═══ MATERIAL SUPPLIED
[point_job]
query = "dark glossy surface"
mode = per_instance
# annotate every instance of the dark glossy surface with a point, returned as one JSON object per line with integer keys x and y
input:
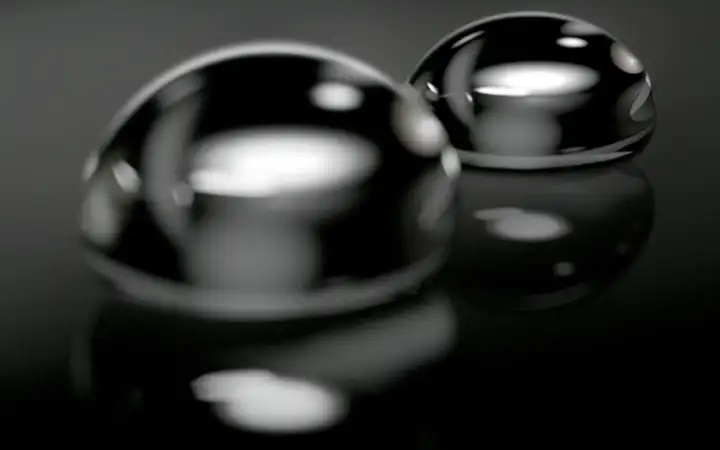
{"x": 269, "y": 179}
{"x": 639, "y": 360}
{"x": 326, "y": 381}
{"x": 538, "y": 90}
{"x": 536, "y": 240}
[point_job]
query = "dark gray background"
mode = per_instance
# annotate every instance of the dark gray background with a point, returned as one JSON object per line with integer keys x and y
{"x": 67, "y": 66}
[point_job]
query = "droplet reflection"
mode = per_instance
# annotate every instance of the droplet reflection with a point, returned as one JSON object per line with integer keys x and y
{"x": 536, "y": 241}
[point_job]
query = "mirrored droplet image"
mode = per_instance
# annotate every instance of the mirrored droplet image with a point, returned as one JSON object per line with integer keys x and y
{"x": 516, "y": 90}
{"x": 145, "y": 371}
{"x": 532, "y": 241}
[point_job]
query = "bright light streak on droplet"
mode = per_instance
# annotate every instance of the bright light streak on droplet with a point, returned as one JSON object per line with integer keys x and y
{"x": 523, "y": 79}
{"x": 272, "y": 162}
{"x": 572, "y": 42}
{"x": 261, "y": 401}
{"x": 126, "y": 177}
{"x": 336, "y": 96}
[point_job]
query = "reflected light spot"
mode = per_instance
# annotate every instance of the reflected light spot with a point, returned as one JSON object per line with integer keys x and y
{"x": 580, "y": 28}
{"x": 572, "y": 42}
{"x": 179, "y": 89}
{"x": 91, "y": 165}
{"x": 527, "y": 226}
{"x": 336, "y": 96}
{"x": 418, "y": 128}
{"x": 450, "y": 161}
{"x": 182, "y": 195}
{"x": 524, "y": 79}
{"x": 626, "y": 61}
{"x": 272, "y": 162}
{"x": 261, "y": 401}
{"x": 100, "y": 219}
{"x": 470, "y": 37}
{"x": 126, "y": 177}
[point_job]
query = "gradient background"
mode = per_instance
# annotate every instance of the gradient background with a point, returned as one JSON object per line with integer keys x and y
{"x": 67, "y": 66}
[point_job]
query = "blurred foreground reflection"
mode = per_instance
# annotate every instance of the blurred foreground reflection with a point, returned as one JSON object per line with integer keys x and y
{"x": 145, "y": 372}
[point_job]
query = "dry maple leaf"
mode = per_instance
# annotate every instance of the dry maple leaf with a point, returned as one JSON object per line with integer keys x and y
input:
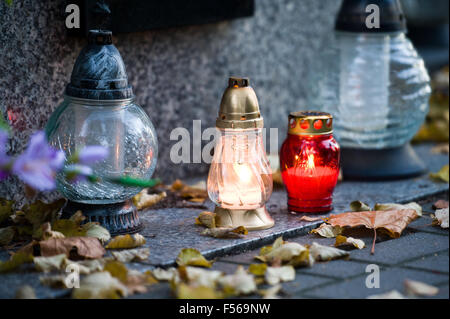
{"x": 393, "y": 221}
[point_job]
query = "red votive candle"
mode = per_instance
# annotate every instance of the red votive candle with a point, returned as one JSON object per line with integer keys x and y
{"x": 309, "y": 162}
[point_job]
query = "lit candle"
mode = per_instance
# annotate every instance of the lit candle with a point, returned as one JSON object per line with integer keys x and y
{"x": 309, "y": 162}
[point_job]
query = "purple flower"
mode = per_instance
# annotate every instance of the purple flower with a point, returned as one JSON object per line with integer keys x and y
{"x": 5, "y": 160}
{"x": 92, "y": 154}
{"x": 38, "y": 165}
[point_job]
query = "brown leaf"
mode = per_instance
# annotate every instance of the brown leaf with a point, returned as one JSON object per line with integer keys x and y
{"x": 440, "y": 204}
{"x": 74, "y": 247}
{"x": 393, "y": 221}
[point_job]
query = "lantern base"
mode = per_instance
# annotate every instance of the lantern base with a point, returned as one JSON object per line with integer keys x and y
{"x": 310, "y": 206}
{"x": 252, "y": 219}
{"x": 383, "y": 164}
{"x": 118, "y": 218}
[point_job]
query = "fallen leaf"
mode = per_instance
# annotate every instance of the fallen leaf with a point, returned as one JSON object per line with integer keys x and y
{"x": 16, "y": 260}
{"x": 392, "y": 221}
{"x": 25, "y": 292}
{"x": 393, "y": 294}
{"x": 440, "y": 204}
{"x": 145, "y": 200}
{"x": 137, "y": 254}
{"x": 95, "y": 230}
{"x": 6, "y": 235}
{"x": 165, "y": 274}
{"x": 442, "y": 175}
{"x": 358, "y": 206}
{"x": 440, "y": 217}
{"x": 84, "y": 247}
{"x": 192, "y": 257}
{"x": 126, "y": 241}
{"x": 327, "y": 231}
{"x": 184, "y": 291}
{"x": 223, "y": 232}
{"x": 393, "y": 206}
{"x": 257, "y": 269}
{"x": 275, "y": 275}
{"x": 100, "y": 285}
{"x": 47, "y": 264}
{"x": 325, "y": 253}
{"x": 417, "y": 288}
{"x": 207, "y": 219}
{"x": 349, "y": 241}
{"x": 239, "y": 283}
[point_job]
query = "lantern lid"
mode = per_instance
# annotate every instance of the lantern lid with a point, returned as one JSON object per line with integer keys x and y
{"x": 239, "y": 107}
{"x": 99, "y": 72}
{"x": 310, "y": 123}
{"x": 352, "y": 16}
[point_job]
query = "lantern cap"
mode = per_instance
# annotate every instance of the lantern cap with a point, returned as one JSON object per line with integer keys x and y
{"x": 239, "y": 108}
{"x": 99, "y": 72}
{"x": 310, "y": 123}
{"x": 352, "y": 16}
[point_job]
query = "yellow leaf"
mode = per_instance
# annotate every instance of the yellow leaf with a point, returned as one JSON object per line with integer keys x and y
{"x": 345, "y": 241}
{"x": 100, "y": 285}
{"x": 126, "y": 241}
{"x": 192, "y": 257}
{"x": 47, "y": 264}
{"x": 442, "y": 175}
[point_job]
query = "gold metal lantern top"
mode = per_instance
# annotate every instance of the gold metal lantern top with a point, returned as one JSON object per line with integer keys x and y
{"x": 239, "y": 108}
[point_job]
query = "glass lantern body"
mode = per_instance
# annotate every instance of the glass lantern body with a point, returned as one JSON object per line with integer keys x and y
══════
• _WORK INSTRUCTIONS_: Copy the records exactly as they appear, excluding images.

• _OUTPUT_:
[point_job]
query = "dark glossy surface"
mode = per_instance
# annotate every instance of the dark glossy surface with a point, returned as one JSON object per line with integer keys x and y
input:
{"x": 269, "y": 179}
{"x": 639, "y": 360}
{"x": 326, "y": 381}
{"x": 538, "y": 90}
{"x": 536, "y": 240}
[point_job]
query = "dark gray background"
mode = per_instance
# annotate every instance of the dark gray background with a point, returned as one JSON object per line with integer keys x and y
{"x": 67, "y": 66}
[point_job]
query = "droplet reflection"
mode = per_instance
# annotate every instance of the droplet reflection with a point, returned as one JSON object per line with integer keys x and y
{"x": 536, "y": 241}
[point_job]
query = "mirrored droplet image"
mode = per_instance
# annotate every instance of the mirrored droplet image with a point, returned as one JSON object per line with integer keys x and y
{"x": 516, "y": 90}
{"x": 145, "y": 371}
{"x": 532, "y": 241}
[point_job]
query = "bright light streak on droplet"
mode = per_instance
# annotate every instance of the bright light streak on droplet with a point, returned as one JSON object per line with integer keys x and y
{"x": 523, "y": 79}
{"x": 272, "y": 162}
{"x": 572, "y": 42}
{"x": 261, "y": 401}
{"x": 126, "y": 177}
{"x": 336, "y": 96}
[point_job]
query = "reflected light spot"
mode = per_instance
# annotate every instance of the reflected light spot with a point, returned as one JSON object per line with integer keys x and y
{"x": 580, "y": 28}
{"x": 572, "y": 42}
{"x": 179, "y": 89}
{"x": 91, "y": 165}
{"x": 527, "y": 226}
{"x": 336, "y": 96}
{"x": 418, "y": 128}
{"x": 450, "y": 161}
{"x": 182, "y": 195}
{"x": 524, "y": 79}
{"x": 626, "y": 61}
{"x": 272, "y": 162}
{"x": 261, "y": 401}
{"x": 100, "y": 219}
{"x": 470, "y": 37}
{"x": 126, "y": 177}
[point_job]
query = "gradient background"
mode = per_instance
# annotate every instance of the gradient background with a point, returned as one JSON object per line with integer keys x and y
{"x": 67, "y": 66}
[point_job]
query = "blurred foreground reflection"
mode = per_instance
# annotate every instance of the blurred foreground reflection with a point, returned as one JSON object per line with integer keys x and y
{"x": 145, "y": 372}
[point_job]
query = "dry maple leaf"
mode = per_instance
# annotate every instance of the dry maple leaf with a point, returned as one JSON object per line with integer keys x and y
input:
{"x": 393, "y": 221}
[point_job]
query = "red votive candle"
mode = per_instance
# annotate every instance of the red votive candle with a point, returned as one JSON object per line with integer keys x and y
{"x": 309, "y": 162}
[point_job]
query = "lit candle"
mode = per_instance
# annotate every instance of the lit candle with a point, returned as one JSON object per line with integer keys x and y
{"x": 309, "y": 162}
[point_job]
query = "purple flower"
mode = per_instance
# annotate every instance of the purple flower with a point, returned as one JSON object per line with integer keys x and y
{"x": 5, "y": 160}
{"x": 92, "y": 154}
{"x": 38, "y": 165}
[point_job]
query = "brown leaf"
mode = per_instance
# annotate every instance of the brown leaf with a point, returned as one JSON object per line with integer keys x and y
{"x": 440, "y": 204}
{"x": 74, "y": 247}
{"x": 393, "y": 221}
[point_job]
query = "lantern base"
mode = per_instance
# annotate every instance of the lantern base with a point, returned as one JSON object per line with integer keys x and y
{"x": 310, "y": 206}
{"x": 252, "y": 219}
{"x": 383, "y": 164}
{"x": 118, "y": 218}
[point_job]
query = "fallen leaf"
mode = per_instance
# annotate every instance of the fallen leaf with a point, returned as one JSON object per line with integer keys x and y
{"x": 16, "y": 260}
{"x": 392, "y": 221}
{"x": 25, "y": 292}
{"x": 393, "y": 294}
{"x": 440, "y": 204}
{"x": 145, "y": 200}
{"x": 137, "y": 254}
{"x": 95, "y": 230}
{"x": 6, "y": 235}
{"x": 165, "y": 274}
{"x": 442, "y": 175}
{"x": 358, "y": 206}
{"x": 440, "y": 217}
{"x": 84, "y": 247}
{"x": 192, "y": 257}
{"x": 126, "y": 241}
{"x": 327, "y": 231}
{"x": 184, "y": 291}
{"x": 223, "y": 232}
{"x": 393, "y": 206}
{"x": 257, "y": 269}
{"x": 275, "y": 275}
{"x": 100, "y": 285}
{"x": 47, "y": 264}
{"x": 325, "y": 253}
{"x": 417, "y": 288}
{"x": 207, "y": 219}
{"x": 349, "y": 241}
{"x": 239, "y": 283}
[point_job]
query = "lantern lid"
mode = per_instance
# annotate every instance of the lantern lid with a point, returned as one JSON object per line with integer keys x and y
{"x": 239, "y": 107}
{"x": 99, "y": 72}
{"x": 310, "y": 123}
{"x": 352, "y": 16}
[point_job]
query = "lantern cap"
mode = per_instance
# annotate every instance of the lantern cap with a point, returned as one JSON object per line with integer keys x and y
{"x": 239, "y": 108}
{"x": 99, "y": 72}
{"x": 310, "y": 123}
{"x": 352, "y": 16}
[point_job]
query = "yellow leaf"
mode = per_instance
# annotate every instance of the yellow leaf with a point, returned as one JSON object per line with integer keys x and y
{"x": 345, "y": 241}
{"x": 100, "y": 285}
{"x": 126, "y": 241}
{"x": 192, "y": 257}
{"x": 47, "y": 264}
{"x": 442, "y": 175}
[point_job]
query = "gold metal lantern top"
mode = per_instance
# annotate every instance of the gold metal lantern top with a point, returned as one JSON object per line with integer keys x and y
{"x": 239, "y": 108}
[point_job]
query = "glass lantern body"
mode = per_instance
# annotate every instance of the glass lantern body with a point, returned as one JSON object per line with integer keys x and y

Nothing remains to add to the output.